ACTIVITIES:
A: From the DAF-FM DA protocol, repeat word for word the part that opens with the words containing "3. Wash the" and closes with "is also possible.".
B: In the DAF-FM DA protocol, why are the cells inverted and mixed gently every 3-5 minutes during the 20-minute incubation at 37°C?

2. Probe Loading After Cell Harvesting

   1. After harvesting the cells, resuspend them in an appropriate volume of the prepared DAF-FM DA working solution (e.g., the working solution diluted 1:1000 times) to achieve a cell concentration of 1-20 million cells per milliliter.
   2. Incubate at 37°C for 20 minutes. The above operations can be performed in a centrifuge tube. Invert and mix gently every 3-5 minutes to ensure full contact between the probe and cells.
   3. Wash the cells three times with PBS, pH 7.4, to thoroughly remove any DAF-FM DA that has not entered the cells.
   4. Directly stimulate the cells with an appropriate positive control or your drug of interest, or first divide the cells equally into several aliquots and then stimulate them.

III. Fluorescence Detection

1. For samples with in-situ loaded probe: You can observe directly using a confocal laser scanning microscope (observation with a standard fluorescence microscope yields relatively poorer results), or harvest the cells and detect using a fluorescence spectrophotometer, fluorescence microplate reader, or flow cytometer.
2. For samples where the probe was loaded after cell harvesting: You can detect using a fluorescence spectrophotometer, fluorescence microplate reader, or flow cytometer. Direct observation with a confocal laser scanning microscope is also possible.
3. Parameter settings: Use an excitation wavelength of 495 nm and an emission wavelength of 515 nm. Perform real-time, time-lapse, or single time-point detection of fluorescence intensity before and after stimulation. The fluorescence spectrum of the DAF-FM-NO reaction product is very similar to that of Fluorescein. You can use the parameter settings for detecting Fluorescein, or alternatively, use the parameter settings for detecting FITC.

IV. Additional Notes

1. The recommended working concentration for DAF-FM DA in the above steps is 5 µM. For some cell types, if the fluorescence of the unstimulated negative control cells is also relatively strong, you can dilute DAF-FM DA at a ratio of 1:2000 to 1:5000, so that the working concentration of DAF-FM DA during probe loading is 1-2.5 µM. Conversely, if the fluorescence is weak after stimulation with your drug of interest, you can adjust the working concentration of DAF-FM DA to 10 µM to improve detection sensitivity.

MATERIAL PROVIDED:
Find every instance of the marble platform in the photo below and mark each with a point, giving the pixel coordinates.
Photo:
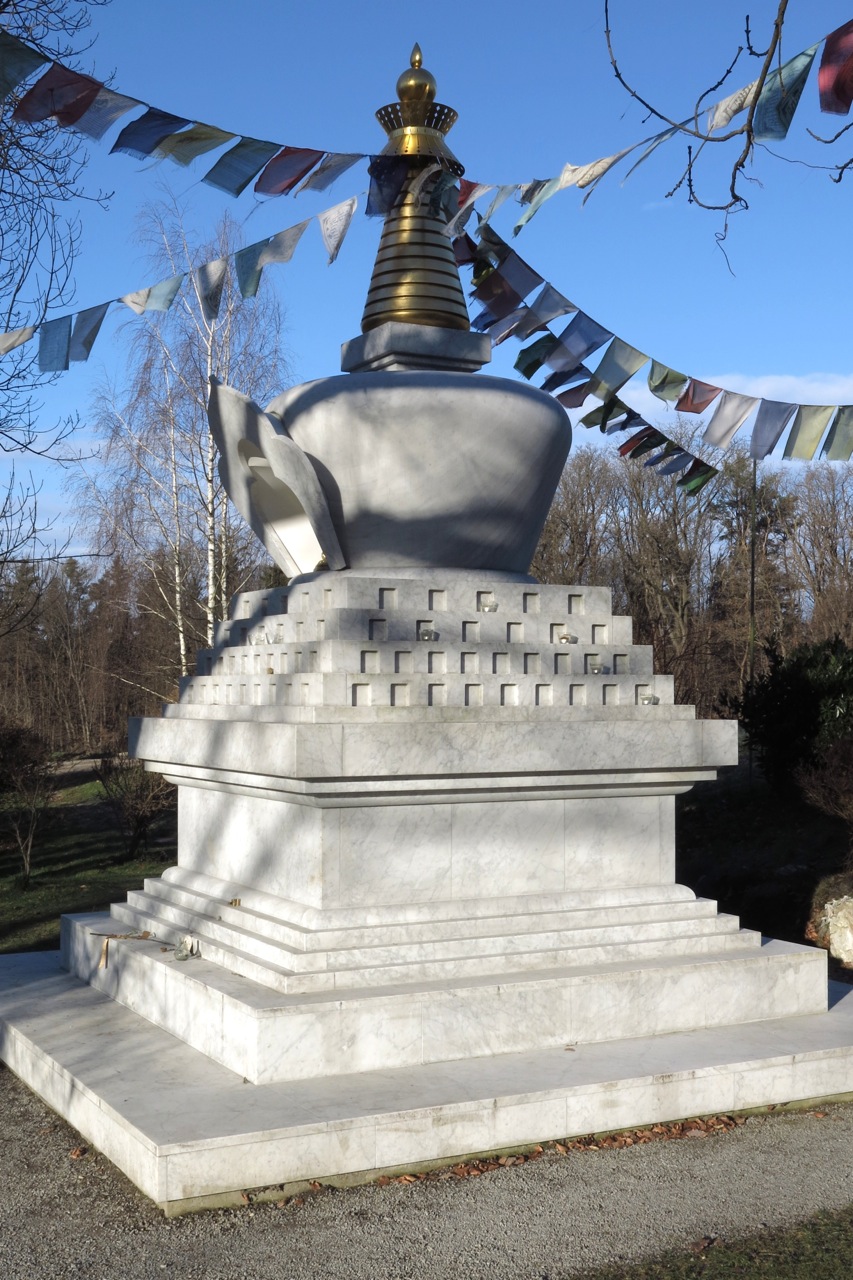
(190, 1133)
(427, 868)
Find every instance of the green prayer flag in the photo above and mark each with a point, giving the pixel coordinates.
(780, 96)
(602, 414)
(665, 383)
(806, 433)
(839, 442)
(534, 356)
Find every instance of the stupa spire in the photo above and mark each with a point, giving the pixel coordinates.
(415, 278)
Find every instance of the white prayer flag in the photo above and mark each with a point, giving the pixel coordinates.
(334, 224)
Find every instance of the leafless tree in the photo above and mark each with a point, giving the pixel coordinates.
(740, 137)
(156, 494)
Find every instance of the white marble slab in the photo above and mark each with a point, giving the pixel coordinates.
(186, 1129)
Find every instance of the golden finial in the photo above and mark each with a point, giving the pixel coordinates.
(415, 278)
(416, 124)
(416, 85)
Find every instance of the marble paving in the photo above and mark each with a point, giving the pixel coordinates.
(191, 1133)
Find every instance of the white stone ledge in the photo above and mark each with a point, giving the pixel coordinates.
(186, 1130)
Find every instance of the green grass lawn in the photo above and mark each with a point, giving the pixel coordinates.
(817, 1249)
(78, 865)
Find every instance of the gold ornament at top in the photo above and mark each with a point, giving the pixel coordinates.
(416, 124)
(415, 278)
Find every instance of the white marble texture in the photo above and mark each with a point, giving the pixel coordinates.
(451, 1009)
(188, 1132)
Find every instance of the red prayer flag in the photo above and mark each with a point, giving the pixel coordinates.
(59, 92)
(835, 74)
(696, 397)
(286, 169)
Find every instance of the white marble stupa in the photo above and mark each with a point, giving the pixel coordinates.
(425, 804)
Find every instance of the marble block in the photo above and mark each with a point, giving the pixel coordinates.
(190, 1133)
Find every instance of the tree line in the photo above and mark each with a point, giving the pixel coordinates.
(90, 643)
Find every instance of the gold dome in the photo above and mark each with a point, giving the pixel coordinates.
(415, 278)
(416, 85)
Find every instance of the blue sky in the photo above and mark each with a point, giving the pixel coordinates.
(534, 90)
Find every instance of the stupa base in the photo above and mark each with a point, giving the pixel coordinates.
(194, 1134)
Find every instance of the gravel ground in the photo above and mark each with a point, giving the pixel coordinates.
(547, 1219)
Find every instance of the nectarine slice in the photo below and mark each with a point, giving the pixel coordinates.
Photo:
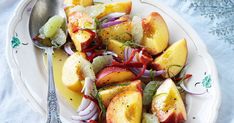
(173, 59)
(168, 104)
(125, 107)
(110, 75)
(107, 93)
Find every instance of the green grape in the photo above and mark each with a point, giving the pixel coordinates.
(52, 25)
(59, 38)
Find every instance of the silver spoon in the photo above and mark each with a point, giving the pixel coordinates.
(42, 11)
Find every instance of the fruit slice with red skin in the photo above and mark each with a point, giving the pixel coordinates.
(110, 75)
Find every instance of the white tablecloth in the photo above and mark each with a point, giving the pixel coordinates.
(212, 19)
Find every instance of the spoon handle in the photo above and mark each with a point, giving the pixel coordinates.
(53, 107)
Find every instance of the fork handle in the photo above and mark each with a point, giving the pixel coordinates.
(53, 107)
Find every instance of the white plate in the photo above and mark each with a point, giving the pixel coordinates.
(29, 73)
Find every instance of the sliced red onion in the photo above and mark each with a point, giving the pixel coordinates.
(110, 53)
(88, 86)
(191, 92)
(113, 16)
(111, 23)
(127, 53)
(67, 48)
(95, 116)
(87, 110)
(147, 73)
(84, 104)
(155, 73)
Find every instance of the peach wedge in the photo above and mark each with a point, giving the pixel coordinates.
(107, 93)
(173, 59)
(167, 104)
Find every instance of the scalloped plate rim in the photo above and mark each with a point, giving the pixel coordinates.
(15, 73)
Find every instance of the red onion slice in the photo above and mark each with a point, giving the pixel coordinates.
(191, 92)
(95, 116)
(84, 104)
(113, 16)
(110, 53)
(111, 23)
(67, 48)
(87, 110)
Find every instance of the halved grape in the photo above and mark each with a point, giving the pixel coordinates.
(52, 25)
(100, 62)
(87, 68)
(59, 39)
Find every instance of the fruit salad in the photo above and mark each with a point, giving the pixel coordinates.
(121, 63)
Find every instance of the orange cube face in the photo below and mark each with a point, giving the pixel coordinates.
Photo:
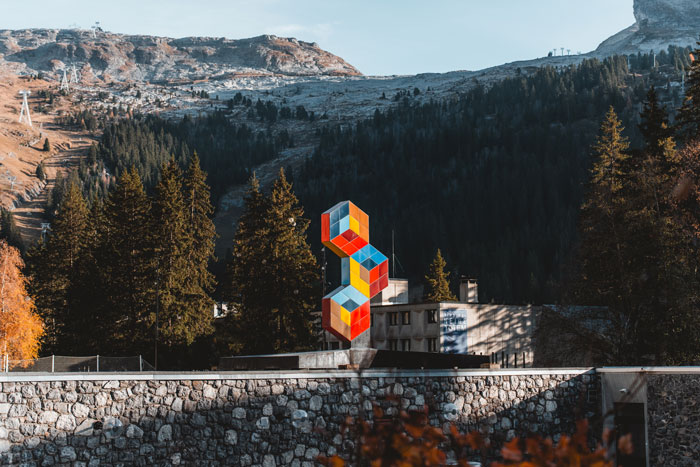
(365, 271)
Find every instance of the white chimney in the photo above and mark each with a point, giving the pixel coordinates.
(469, 291)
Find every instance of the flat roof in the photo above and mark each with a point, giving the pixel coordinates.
(283, 374)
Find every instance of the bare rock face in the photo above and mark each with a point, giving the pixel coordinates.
(666, 14)
(121, 57)
(659, 23)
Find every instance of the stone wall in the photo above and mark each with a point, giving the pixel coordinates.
(673, 419)
(265, 418)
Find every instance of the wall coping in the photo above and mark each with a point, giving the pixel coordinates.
(286, 374)
(650, 369)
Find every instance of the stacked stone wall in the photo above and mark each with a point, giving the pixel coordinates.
(265, 418)
(673, 419)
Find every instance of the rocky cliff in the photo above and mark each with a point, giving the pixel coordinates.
(659, 23)
(146, 58)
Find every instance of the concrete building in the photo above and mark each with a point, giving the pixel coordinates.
(504, 332)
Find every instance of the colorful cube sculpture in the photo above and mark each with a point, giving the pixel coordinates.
(365, 271)
(344, 229)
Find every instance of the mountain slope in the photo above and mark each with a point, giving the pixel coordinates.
(120, 57)
(659, 23)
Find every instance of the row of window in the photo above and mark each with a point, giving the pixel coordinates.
(431, 344)
(431, 317)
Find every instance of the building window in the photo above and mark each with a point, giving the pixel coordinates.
(432, 344)
(393, 318)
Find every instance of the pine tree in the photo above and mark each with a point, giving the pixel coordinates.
(9, 230)
(201, 229)
(54, 268)
(274, 273)
(20, 327)
(127, 260)
(688, 119)
(41, 171)
(437, 281)
(185, 308)
(654, 125)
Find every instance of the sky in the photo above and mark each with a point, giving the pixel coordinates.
(379, 37)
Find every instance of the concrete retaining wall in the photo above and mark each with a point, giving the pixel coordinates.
(265, 418)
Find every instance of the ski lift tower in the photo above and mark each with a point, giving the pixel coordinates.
(64, 82)
(24, 116)
(95, 28)
(73, 74)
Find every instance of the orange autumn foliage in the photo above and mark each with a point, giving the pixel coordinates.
(20, 327)
(410, 441)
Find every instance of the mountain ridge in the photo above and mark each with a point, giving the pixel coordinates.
(111, 56)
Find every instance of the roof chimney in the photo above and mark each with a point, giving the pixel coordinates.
(468, 290)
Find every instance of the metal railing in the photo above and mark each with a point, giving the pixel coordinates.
(67, 364)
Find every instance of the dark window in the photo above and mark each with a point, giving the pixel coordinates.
(393, 318)
(432, 316)
(432, 344)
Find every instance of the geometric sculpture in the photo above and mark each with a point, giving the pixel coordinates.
(364, 271)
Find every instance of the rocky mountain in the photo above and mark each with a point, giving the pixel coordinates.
(659, 23)
(108, 56)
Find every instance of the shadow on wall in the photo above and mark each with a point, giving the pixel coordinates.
(570, 337)
(505, 333)
(268, 421)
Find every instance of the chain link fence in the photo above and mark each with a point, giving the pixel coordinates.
(65, 364)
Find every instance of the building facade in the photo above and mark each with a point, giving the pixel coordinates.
(504, 332)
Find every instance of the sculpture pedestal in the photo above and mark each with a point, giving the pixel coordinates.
(363, 341)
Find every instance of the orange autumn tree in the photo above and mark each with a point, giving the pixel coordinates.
(20, 327)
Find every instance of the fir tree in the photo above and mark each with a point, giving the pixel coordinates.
(54, 268)
(688, 119)
(274, 273)
(185, 308)
(128, 264)
(654, 125)
(437, 281)
(41, 171)
(9, 231)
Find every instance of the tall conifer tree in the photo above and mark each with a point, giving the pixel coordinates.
(55, 267)
(274, 273)
(689, 114)
(437, 281)
(127, 260)
(185, 308)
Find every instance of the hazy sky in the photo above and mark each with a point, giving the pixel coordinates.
(379, 37)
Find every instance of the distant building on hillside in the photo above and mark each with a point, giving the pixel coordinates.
(504, 332)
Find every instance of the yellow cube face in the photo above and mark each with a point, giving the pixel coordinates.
(345, 316)
(354, 225)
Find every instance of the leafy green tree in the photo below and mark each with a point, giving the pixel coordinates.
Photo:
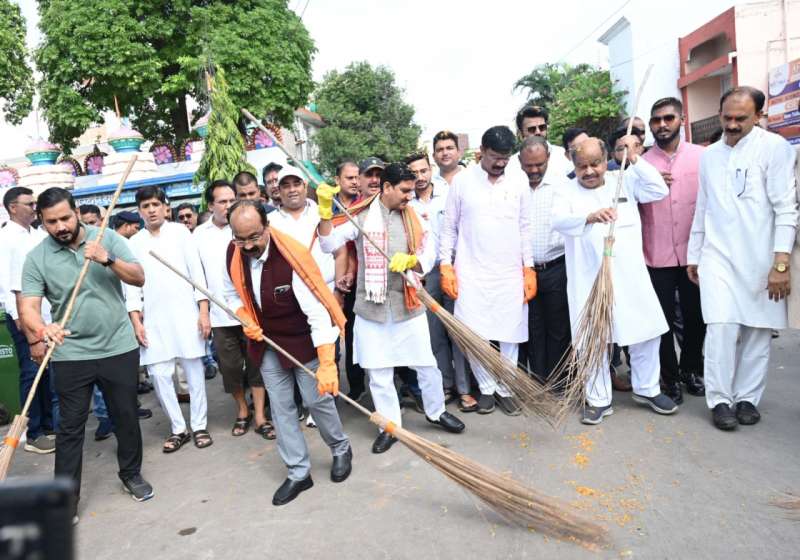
(365, 115)
(16, 79)
(224, 154)
(151, 54)
(581, 95)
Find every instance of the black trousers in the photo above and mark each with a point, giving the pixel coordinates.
(118, 378)
(355, 373)
(549, 333)
(665, 282)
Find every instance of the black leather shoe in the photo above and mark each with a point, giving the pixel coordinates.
(673, 391)
(342, 466)
(290, 489)
(723, 417)
(747, 414)
(383, 443)
(449, 423)
(694, 384)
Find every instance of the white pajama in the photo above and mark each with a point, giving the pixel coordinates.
(384, 394)
(645, 374)
(487, 384)
(736, 361)
(161, 376)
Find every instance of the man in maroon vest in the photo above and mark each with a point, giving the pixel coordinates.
(277, 289)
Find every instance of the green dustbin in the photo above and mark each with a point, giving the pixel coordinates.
(9, 369)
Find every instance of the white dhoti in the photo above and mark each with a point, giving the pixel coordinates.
(487, 384)
(645, 374)
(161, 376)
(736, 363)
(380, 347)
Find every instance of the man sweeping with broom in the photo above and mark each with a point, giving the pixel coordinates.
(277, 290)
(580, 209)
(390, 328)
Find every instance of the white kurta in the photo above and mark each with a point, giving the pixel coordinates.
(746, 211)
(637, 313)
(487, 227)
(168, 303)
(212, 244)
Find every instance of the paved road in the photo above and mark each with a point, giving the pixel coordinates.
(666, 487)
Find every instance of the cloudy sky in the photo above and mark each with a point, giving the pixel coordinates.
(456, 60)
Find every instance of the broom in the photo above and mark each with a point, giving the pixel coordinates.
(511, 499)
(589, 351)
(20, 422)
(532, 396)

ANSWERS BY TASK:
A:
3. Wash the cells three times with PBS, pH 7.4, to thoroughly remove any DAF-FM DA that has not entered the cells.
   4. Directly stimulate the cells with an appropriate positive control or your drug of interest, or first divide the cells equally into several aliquots and then stimulate them.

III. Fluorescence Detection

1. For samples with in-situ loaded probe: You can observe directly using a confocal laser scanning microscope (observation with a standard fluorescence microscope yields relatively poorer results), or harvest the cells and detect using a fluorescence spectrophotometer, fluorescence microplate reader, or flow cytometer.
2. For samples where the probe was loaded after cell harvesting: You can detect using a fluorescence spectrophotometer, fluorescence microplate reader, or flow cytometer. Direct observation with a confocal laser scanning microscope is also possible.

B: Gentle inversion every 3-5 minutes keeps the probe and the cells in full contact during the incubation.